**Given exercise**
Copy the entries word for word, from the line with "the green tree." through the end of the entries.
/---
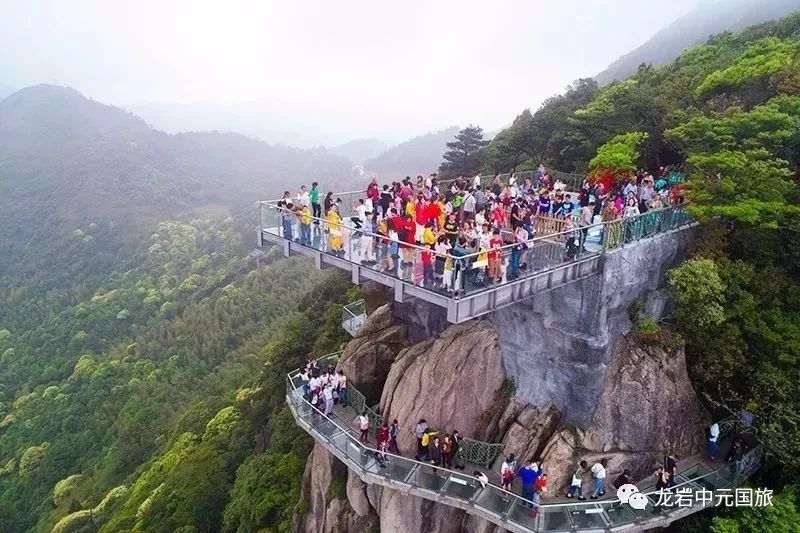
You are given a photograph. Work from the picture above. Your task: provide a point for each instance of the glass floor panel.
(587, 517)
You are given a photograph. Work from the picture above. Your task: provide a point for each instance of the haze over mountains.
(708, 18)
(68, 163)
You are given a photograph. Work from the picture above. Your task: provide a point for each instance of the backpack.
(446, 448)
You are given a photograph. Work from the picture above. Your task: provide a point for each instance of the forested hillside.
(131, 315)
(420, 154)
(708, 18)
(142, 354)
(728, 112)
(79, 177)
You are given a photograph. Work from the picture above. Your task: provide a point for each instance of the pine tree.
(462, 157)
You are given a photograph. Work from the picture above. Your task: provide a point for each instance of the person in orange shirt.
(495, 243)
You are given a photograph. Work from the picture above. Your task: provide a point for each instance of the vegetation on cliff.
(142, 360)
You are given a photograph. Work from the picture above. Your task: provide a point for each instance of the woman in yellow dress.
(334, 231)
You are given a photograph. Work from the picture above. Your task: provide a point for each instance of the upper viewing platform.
(472, 246)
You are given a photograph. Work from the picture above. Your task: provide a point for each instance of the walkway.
(510, 511)
(548, 267)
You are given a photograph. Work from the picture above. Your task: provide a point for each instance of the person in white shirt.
(362, 421)
(361, 213)
(303, 198)
(327, 395)
(304, 383)
(482, 478)
(599, 476)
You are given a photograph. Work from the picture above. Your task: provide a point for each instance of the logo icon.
(630, 494)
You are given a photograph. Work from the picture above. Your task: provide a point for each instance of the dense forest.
(142, 352)
(728, 112)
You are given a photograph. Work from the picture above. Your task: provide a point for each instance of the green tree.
(463, 155)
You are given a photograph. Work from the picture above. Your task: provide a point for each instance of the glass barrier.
(571, 516)
(465, 275)
(353, 317)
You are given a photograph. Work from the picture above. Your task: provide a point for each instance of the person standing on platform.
(313, 196)
(362, 421)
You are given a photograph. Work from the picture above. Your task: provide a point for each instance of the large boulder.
(450, 381)
(403, 512)
(314, 490)
(367, 358)
(527, 430)
(647, 407)
(375, 295)
(557, 344)
(328, 512)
\---
**Result of this task**
You are given a photograph. Work from the picture above. Your task: provide a point for each instance of the green tree.
(463, 155)
You are given a photograph. Work from the picture above. Your task: provide a point for each instance of the glass barrier.
(571, 516)
(465, 275)
(353, 317)
You are given a photograph. Work from the picture above. Your task: provide a point for each instance of the person standing on platform.
(313, 196)
(362, 421)
You are given a photograph. Work from the picture above. Your task: provide a point for each instance of the large boulder.
(450, 381)
(403, 512)
(314, 490)
(367, 358)
(527, 430)
(647, 407)
(375, 295)
(557, 344)
(328, 512)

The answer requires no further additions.